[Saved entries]
━━━━━━

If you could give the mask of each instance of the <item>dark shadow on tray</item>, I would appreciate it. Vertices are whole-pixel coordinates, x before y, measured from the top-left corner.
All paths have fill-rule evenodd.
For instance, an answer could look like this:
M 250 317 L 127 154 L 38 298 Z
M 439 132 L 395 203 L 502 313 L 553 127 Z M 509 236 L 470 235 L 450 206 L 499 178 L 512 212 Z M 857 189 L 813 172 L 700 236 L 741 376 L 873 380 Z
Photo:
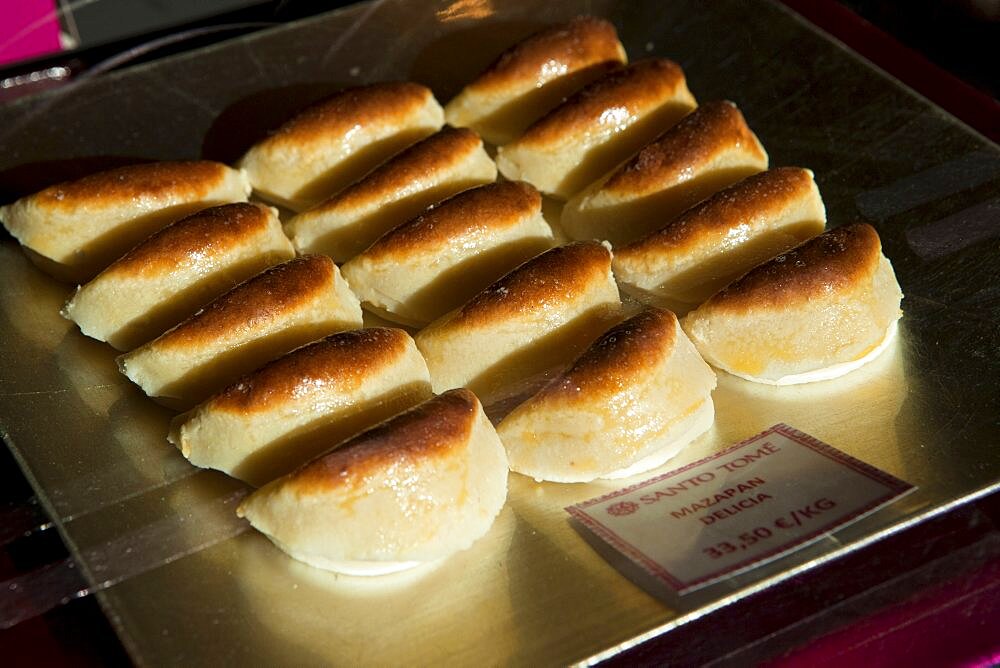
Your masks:
M 577 210 L 573 222 L 585 230 L 603 228 L 595 233 L 595 238 L 607 239 L 612 245 L 621 246 L 663 229 L 701 200 L 756 172 L 756 169 L 746 167 L 712 169 L 635 199 Z
M 82 284 L 90 281 L 112 262 L 170 223 L 205 207 L 216 206 L 224 202 L 225 200 L 221 198 L 181 202 L 136 216 L 80 245 L 63 262 L 57 262 L 30 248 L 25 248 L 24 252 L 39 269 L 47 274 L 62 281 Z
M 431 87 L 445 104 L 504 49 L 545 27 L 534 21 L 498 21 L 455 30 L 434 40 L 413 59 L 410 79 Z
M 551 79 L 544 87 L 533 88 L 518 95 L 489 116 L 480 119 L 478 124 L 483 128 L 492 128 L 500 136 L 507 135 L 504 143 L 514 141 L 535 121 L 555 109 L 566 98 L 618 67 L 617 62 L 603 62 Z M 509 130 L 504 132 L 503 128 Z M 485 130 L 483 132 L 486 133 Z
M 11 350 L 29 345 L 33 351 L 46 351 L 47 356 L 48 349 L 72 324 L 53 318 L 49 321 L 52 326 L 40 326 L 41 319 L 59 312 L 70 296 L 70 288 L 38 271 L 12 243 L 0 244 L 0 265 L 12 279 L 10 285 L 0 288 L 0 325 L 7 324 L 0 343 Z M 13 378 L 23 362 L 20 357 L 12 357 L 11 366 L 3 369 L 3 377 Z
M 123 323 L 108 336 L 121 350 L 133 350 L 152 341 L 174 325 L 194 315 L 200 308 L 264 269 L 284 261 L 276 253 L 234 262 L 224 274 L 203 274 L 190 283 Z
M 527 237 L 485 249 L 438 273 L 434 280 L 410 295 L 406 300 L 407 310 L 431 313 L 431 320 L 436 320 L 551 247 L 551 239 Z
M 108 411 L 115 447 L 141 474 L 138 483 L 159 487 L 198 471 L 167 441 L 173 411 L 150 401 L 138 387 L 127 388 Z M 126 465 L 126 462 L 122 462 Z
M 239 99 L 223 109 L 205 133 L 201 156 L 234 163 L 292 116 L 349 86 L 339 82 L 301 83 L 257 91 Z
M 322 234 L 312 242 L 310 252 L 329 255 L 335 262 L 346 262 L 371 246 L 383 234 L 417 217 L 432 204 L 478 185 L 478 180 L 468 179 L 418 190 L 373 209 L 350 225 Z
M 484 404 L 497 403 L 526 378 L 568 364 L 620 320 L 620 308 L 606 304 L 592 307 L 493 363 L 465 387 L 475 392 Z
M 233 475 L 258 487 L 264 485 L 430 396 L 426 381 L 407 383 L 346 411 L 322 415 L 265 444 L 243 460 Z
M 187 410 L 267 362 L 311 341 L 334 332 L 354 329 L 355 326 L 353 322 L 331 318 L 283 327 L 225 352 L 202 358 L 200 363 L 192 364 L 176 380 L 160 388 L 160 395 L 153 400 L 167 408 Z
M 667 102 L 618 132 L 612 139 L 587 151 L 577 166 L 559 182 L 558 188 L 569 193 L 580 192 L 629 156 L 638 153 L 639 149 L 676 125 L 690 111 L 687 104 Z
M 52 352 L 63 377 L 80 396 L 90 388 L 126 381 L 115 364 L 115 357 L 121 353 L 102 341 L 84 336 L 76 326 L 66 332 Z
M 278 204 L 299 210 L 312 208 L 358 181 L 400 151 L 426 139 L 433 132 L 434 129 L 430 127 L 401 128 L 391 135 L 369 142 L 313 180 L 302 183 L 291 196 L 294 201 L 278 200 Z M 269 196 L 261 193 L 261 197 L 267 199 Z
M 12 202 L 57 183 L 74 181 L 115 167 L 147 162 L 153 162 L 153 159 L 124 155 L 92 155 L 66 160 L 29 162 L 10 167 L 0 171 L 0 204 Z

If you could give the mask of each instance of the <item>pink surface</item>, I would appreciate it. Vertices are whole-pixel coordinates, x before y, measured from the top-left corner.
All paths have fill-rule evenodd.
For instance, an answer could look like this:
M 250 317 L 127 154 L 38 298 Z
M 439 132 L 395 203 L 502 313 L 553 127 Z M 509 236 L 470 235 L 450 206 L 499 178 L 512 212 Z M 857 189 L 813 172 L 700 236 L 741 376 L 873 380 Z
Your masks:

━━━━━━

## Try it
Copy every line above exactly; images stay out.

## Exercise solution
If you could give the mask of each instance of the <item>dark shadow on tray</item>, I would appreciate it. Vertices are whole-pixel coordinates, x before y, measured from the top-left corner.
All paths have fill-rule evenodd.
For instance, an answer could look like this:
M 250 317 L 127 154 L 38 298 Z
M 439 132 L 395 203 L 502 313 L 553 127 Z M 509 236 L 470 235 L 450 206 L 499 178 L 512 212 Z M 857 189 L 813 172 L 700 236 L 741 376 L 873 380 Z
Photo:
Your masks:
M 577 210 L 573 222 L 585 230 L 603 228 L 595 233 L 595 238 L 607 239 L 612 245 L 621 246 L 663 229 L 701 200 L 756 172 L 756 169 L 746 167 L 712 169 L 635 199 Z
M 82 284 L 90 281 L 112 262 L 170 223 L 205 207 L 216 206 L 224 202 L 225 200 L 221 198 L 181 202 L 136 216 L 80 245 L 63 262 L 57 262 L 30 248 L 25 248 L 24 252 L 39 269 L 47 274 L 62 281 Z
M 431 87 L 445 104 L 504 49 L 545 27 L 534 21 L 498 21 L 455 30 L 434 40 L 413 59 L 410 79 Z
M 551 79 L 544 87 L 533 88 L 518 95 L 489 116 L 480 119 L 478 124 L 483 128 L 492 128 L 500 136 L 507 135 L 504 143 L 514 141 L 535 121 L 555 109 L 566 98 L 618 67 L 617 62 L 603 62 Z M 509 130 L 504 132 L 503 128 Z M 485 130 L 483 132 L 486 133 Z
M 11 350 L 29 345 L 33 351 L 46 351 L 47 356 L 48 349 L 72 324 L 53 318 L 49 321 L 52 326 L 40 326 L 41 319 L 59 312 L 70 296 L 70 288 L 38 271 L 12 243 L 0 244 L 0 265 L 12 279 L 10 285 L 0 288 L 0 325 L 7 324 L 0 343 Z M 13 378 L 23 362 L 20 357 L 12 357 L 11 366 L 3 369 L 3 377 Z
M 123 323 L 108 336 L 121 350 L 133 350 L 152 341 L 174 325 L 194 315 L 200 308 L 264 269 L 284 261 L 276 253 L 234 262 L 224 274 L 203 274 L 190 283 Z
M 527 237 L 485 249 L 438 273 L 434 280 L 410 295 L 406 300 L 407 310 L 431 313 L 431 320 L 436 320 L 551 247 L 551 239 Z
M 108 411 L 115 447 L 141 474 L 138 483 L 159 487 L 198 471 L 167 441 L 173 411 L 150 401 L 138 387 L 127 388 Z M 126 465 L 126 462 L 122 462 Z
M 239 99 L 223 109 L 205 133 L 201 156 L 234 163 L 292 116 L 349 86 L 339 82 L 301 83 L 257 91 Z
M 322 234 L 312 242 L 310 252 L 329 255 L 335 262 L 346 262 L 371 246 L 383 234 L 417 217 L 432 204 L 478 185 L 478 180 L 468 179 L 418 190 L 373 209 L 350 225 Z
M 484 404 L 497 403 L 526 378 L 568 364 L 620 320 L 620 308 L 606 304 L 592 307 L 493 363 L 465 387 L 475 392 Z
M 233 475 L 258 487 L 264 485 L 430 396 L 426 381 L 407 383 L 346 411 L 322 415 L 265 444 L 243 460 Z
M 187 410 L 267 362 L 311 341 L 334 332 L 354 329 L 355 326 L 353 322 L 331 318 L 283 327 L 225 352 L 202 358 L 200 363 L 192 364 L 176 380 L 160 388 L 160 395 L 153 400 L 167 408 Z
M 667 102 L 618 132 L 612 139 L 587 151 L 577 166 L 559 182 L 558 188 L 569 193 L 580 192 L 629 156 L 638 153 L 639 149 L 676 125 L 690 111 L 687 104 Z
M 52 352 L 63 377 L 80 396 L 90 388 L 126 381 L 115 364 L 115 357 L 121 353 L 102 341 L 84 336 L 76 326 L 66 332 Z
M 278 204 L 299 210 L 312 208 L 358 181 L 400 151 L 426 139 L 433 132 L 434 129 L 430 127 L 401 128 L 391 135 L 369 142 L 313 180 L 302 183 L 291 196 L 294 201 L 278 200 Z M 269 196 L 261 193 L 261 197 L 267 199 Z
M 12 202 L 57 183 L 74 181 L 115 167 L 147 162 L 153 162 L 153 159 L 124 155 L 92 155 L 66 160 L 29 162 L 10 167 L 0 171 L 0 204 Z

If you could give the mask of each instance of the <item>pink surface</item>, I would appreciate it. Vertices are whole-pixel coordinates, x before y, measured from the top-left corner.
All paths have fill-rule evenodd.
For instance, an answer could look like this:
M 250 317 L 127 154 L 38 298 Z
M 439 132 L 395 203 L 502 313 L 553 127 Z M 509 236 L 470 235 L 450 206 L 499 178 L 512 212 Z M 857 189 L 813 172 L 700 236 L 741 376 L 873 380 Z
Your masks:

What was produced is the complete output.